> DOCUMENT EXCERPT

Combinatorial optimisation problems can be translated into linear programming, even though the systems of linear inequalities one gets can be very large and complicated, sometimes forbiddingly so (like in the case of the Traveling Salesman Problem). But quite often one gets very elegant connections between graph theory and linear programming this way. I got fascinated by these connections, and spent a lot of time trying to understand them in general. Eventually I wrote a book with Martin Grötschel and Lex Schrijver about geometric methods in combinatorial optimisation; but I will come back to this later.

4-2.

**Computer science**Coming back to the early 1970's, when I was working on matching theory, many of us tried to obtain an analogue of Tutte's Theorem (characterising when a graph has a perfect matching) for Hamilton cycles:

*given a graph, is there a cycle in it going through each node exactly once?*The problem is quite similar to the matching problem, and my advisor Tibor Gallai and many of us were wondering why is it so much more difficult. This time (around 1970) was also the time of the fast development of computer science, in particular of the theory of algorithms and their complexity. In 1972/73, I spent a year in the US, and learned about the newly developed theory of polynomial time algorithms and NP-completeness. Polynomial time problems were considered "easy," or at least efficiently solvable.

> DATA SECTION
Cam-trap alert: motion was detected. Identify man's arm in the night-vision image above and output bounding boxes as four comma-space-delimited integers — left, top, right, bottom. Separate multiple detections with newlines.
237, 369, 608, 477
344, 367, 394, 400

> PROBLEMS TO WORK ON
a) In the excerpt on combinatorial optimization and computer science:
(i) With whom did the writer co-author a book on geometric methods in combinatorial optimization?
(ii) Whose theorem characterizes when a graph has a perfect matching?
(iii) Where did the writer spend the year 1972/73?
b) How would the excerpt on combinatorial optimization and computer science go on? Carry it forward from its final sentence.

> ANSWERS
a)
(i) Martin Grötschel and Lex Schrijver
(ii) Tutte's
(iii) In the US

b)
NP-complete problems are hard in the sense that every other problem in a rather wide class of problems can be reduced to them. It is widely expected that this is a real distinction, and NP-complete problems cannot be solved efficiently, but no mathematical proof of this assertion exists. This fundamental problem of complexity theory, usually stated as "P=NP?," was included in 2000 among the 7 most important open problems in mathematics. The theory of complexity of algorithms thrilled me because it gave an explanation of the difference between the matching problem and the Hamilton cycle problem: one of them was in P, the other was NP-complete!

When I returned to Hungary, I met a friend of mine, Péter Gács, who spent the year in Moscow. Cutting into each others words, we began to explain the great ideas we learned about Leonid Levin's work in Moscow, and about the work of Cook and Karp in the US: as it turned out, it was independent development of the same theory. (For about two weeks we thought we had a proof for P≠NP. Nowadays we would be more suspicious of our own too simple ideas for a famous problem ...)

Graph theory became one of the most important areas of the mathematical foundations of computer science. We have seen that graph theoretic problems motivated the "P=NP?" problem, and many more of the most interesting questions in the development of complexity theory.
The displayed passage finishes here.